| Text shown |

((

Skip to main content

Microsystems Fabrication Laboratory

Design, Fabrication, Packaging, and Testing of Uniquely Durable Extreme Environment Silicon Carbide (SiC) Sensors and Electronics

Facility Overview

The NASA Glenn Microsystems Fabrication Laboratory (MFL, located in Building 77) is a vertically integrated silicon carbide (SiC) semiconductor research and development facility dedicated to design, fabrication, and testing integrated circuit electronics and sensors uniquely durable to extreme environments. To date MFL is the only laboratory in the world that has fabricated and tested packaged semiconductor integrated circuits operating at 500 °C for over a year. This laboratory is available for assisting external partners in the design and prototyping of developmental extreme environment SiC sensors and electronics under mutual agreement negotiated by the NASA Glenn Technology Transfer Office. The MFL is comprised of multiple laboratories whose major equipment and capabilities are summarized below.

))

[Stored data entries]
((

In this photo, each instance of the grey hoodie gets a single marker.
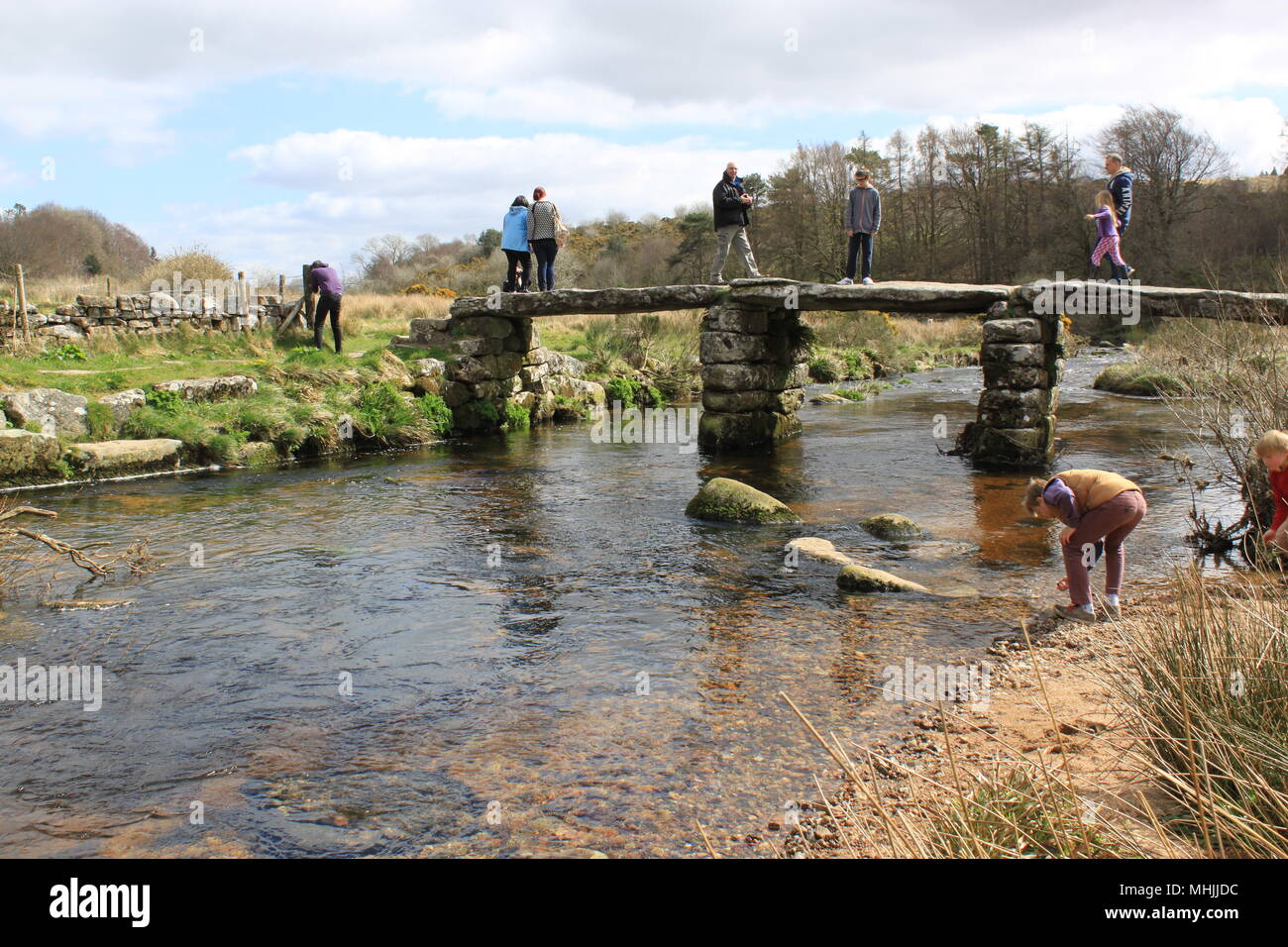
(863, 210)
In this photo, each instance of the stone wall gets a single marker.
(1022, 356)
(493, 361)
(752, 375)
(142, 313)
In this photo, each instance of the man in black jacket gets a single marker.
(729, 202)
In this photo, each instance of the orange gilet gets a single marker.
(1094, 487)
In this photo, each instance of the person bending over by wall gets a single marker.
(1094, 505)
(729, 202)
(862, 222)
(546, 234)
(1107, 237)
(326, 282)
(514, 243)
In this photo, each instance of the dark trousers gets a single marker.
(327, 304)
(516, 261)
(859, 241)
(545, 250)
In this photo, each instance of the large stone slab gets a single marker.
(883, 296)
(574, 302)
(56, 412)
(120, 458)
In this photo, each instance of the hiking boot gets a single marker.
(1076, 613)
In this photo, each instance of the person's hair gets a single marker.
(1107, 200)
(1271, 442)
(1033, 492)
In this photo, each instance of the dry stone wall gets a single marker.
(145, 313)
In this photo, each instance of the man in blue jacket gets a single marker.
(729, 204)
(1120, 184)
(862, 222)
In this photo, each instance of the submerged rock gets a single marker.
(722, 500)
(819, 551)
(892, 526)
(863, 579)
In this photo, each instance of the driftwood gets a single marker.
(136, 557)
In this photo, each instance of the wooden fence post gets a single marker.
(22, 308)
(309, 302)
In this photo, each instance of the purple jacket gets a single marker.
(1061, 497)
(1106, 223)
(326, 279)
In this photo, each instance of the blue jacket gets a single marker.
(1120, 185)
(514, 230)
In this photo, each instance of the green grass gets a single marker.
(1134, 377)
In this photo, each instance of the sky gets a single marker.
(274, 133)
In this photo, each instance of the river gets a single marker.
(546, 656)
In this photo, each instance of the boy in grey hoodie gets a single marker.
(862, 222)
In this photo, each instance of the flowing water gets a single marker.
(546, 656)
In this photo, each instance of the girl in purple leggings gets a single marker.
(1107, 232)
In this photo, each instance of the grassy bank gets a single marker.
(1159, 735)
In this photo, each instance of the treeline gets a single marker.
(971, 204)
(52, 241)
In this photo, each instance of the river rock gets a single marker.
(124, 403)
(26, 454)
(724, 500)
(892, 526)
(819, 551)
(863, 579)
(56, 412)
(210, 388)
(117, 458)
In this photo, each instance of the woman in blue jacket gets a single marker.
(514, 241)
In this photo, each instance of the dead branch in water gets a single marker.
(134, 558)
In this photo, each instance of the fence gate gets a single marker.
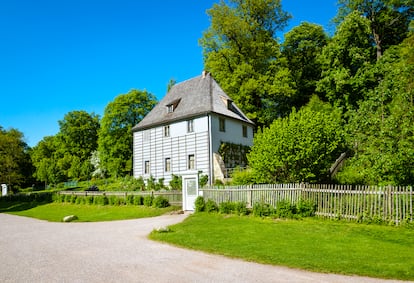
(190, 190)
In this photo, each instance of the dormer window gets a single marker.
(170, 108)
(228, 102)
(173, 105)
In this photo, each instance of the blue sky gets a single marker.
(66, 55)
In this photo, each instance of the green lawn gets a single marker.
(85, 213)
(311, 244)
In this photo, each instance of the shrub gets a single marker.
(78, 200)
(120, 201)
(240, 208)
(306, 208)
(112, 200)
(160, 184)
(284, 209)
(211, 206)
(67, 198)
(199, 204)
(262, 209)
(148, 200)
(89, 200)
(242, 177)
(140, 184)
(138, 200)
(176, 182)
(227, 207)
(130, 199)
(160, 202)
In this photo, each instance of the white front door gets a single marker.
(190, 192)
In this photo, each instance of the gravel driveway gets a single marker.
(38, 251)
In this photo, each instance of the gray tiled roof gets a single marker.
(194, 97)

))

| Written request 1 |
Can you shorten the paragraph of the facility overview that begins "The NASA Glenn Microsystems Fabrication Laboratory" into a brief list that keeps its main facts?
| Written request 2 |
Would you retype, character for character, the passage of the facility overview that opens with the words containing "Facility Overview" and closes with "are summarized below."?

| Written response 1 |
- NASA Glenn's Microsystems Fabrication Laboratory (MFL), in Building 77, is a vertically integrated silicon carbide (SiC) semiconductor R&D facility. It designs, fabricates, and tests integrated circuit electronics and sensors built to withstand extreme environments.
- To date, it is the only laboratory in the world that has fabricated and tested packaged semiconductor integrated circuits operating at 500 °C for over a year.
- External partners can get its help designing and prototyping developmental extreme environment SiC sensors and electronics. This requires a mutual agreement negotiated by the NASA Glenn Technology Transfer Office.
- The MFL is made up of multiple laboratories.

| Written response 2 |
Facility Overview

The NASA Glenn Microsystems Fabrication Laboratory (MFL, located in Building 77) is a vertically integrated silicon carbide (SiC) semiconductor research and development facility dedicated to design, fabrication, and testing integrated circuit electronics and sensors uniquely durable to extreme environments. To date MFL is the only laboratory in the world that has fabricated and tested packaged semiconductor integrated circuits operating at 500 °C for over a year. This laboratory is available for assisting external partners in the design and prototyping of developmental extreme environment SiC sensors and electronics under mutual agreement negotiated by the NASA Glenn Technology Transfer Office. The MFL is comprised of multiple laboratories whose major equipment and capabilities are summarized below.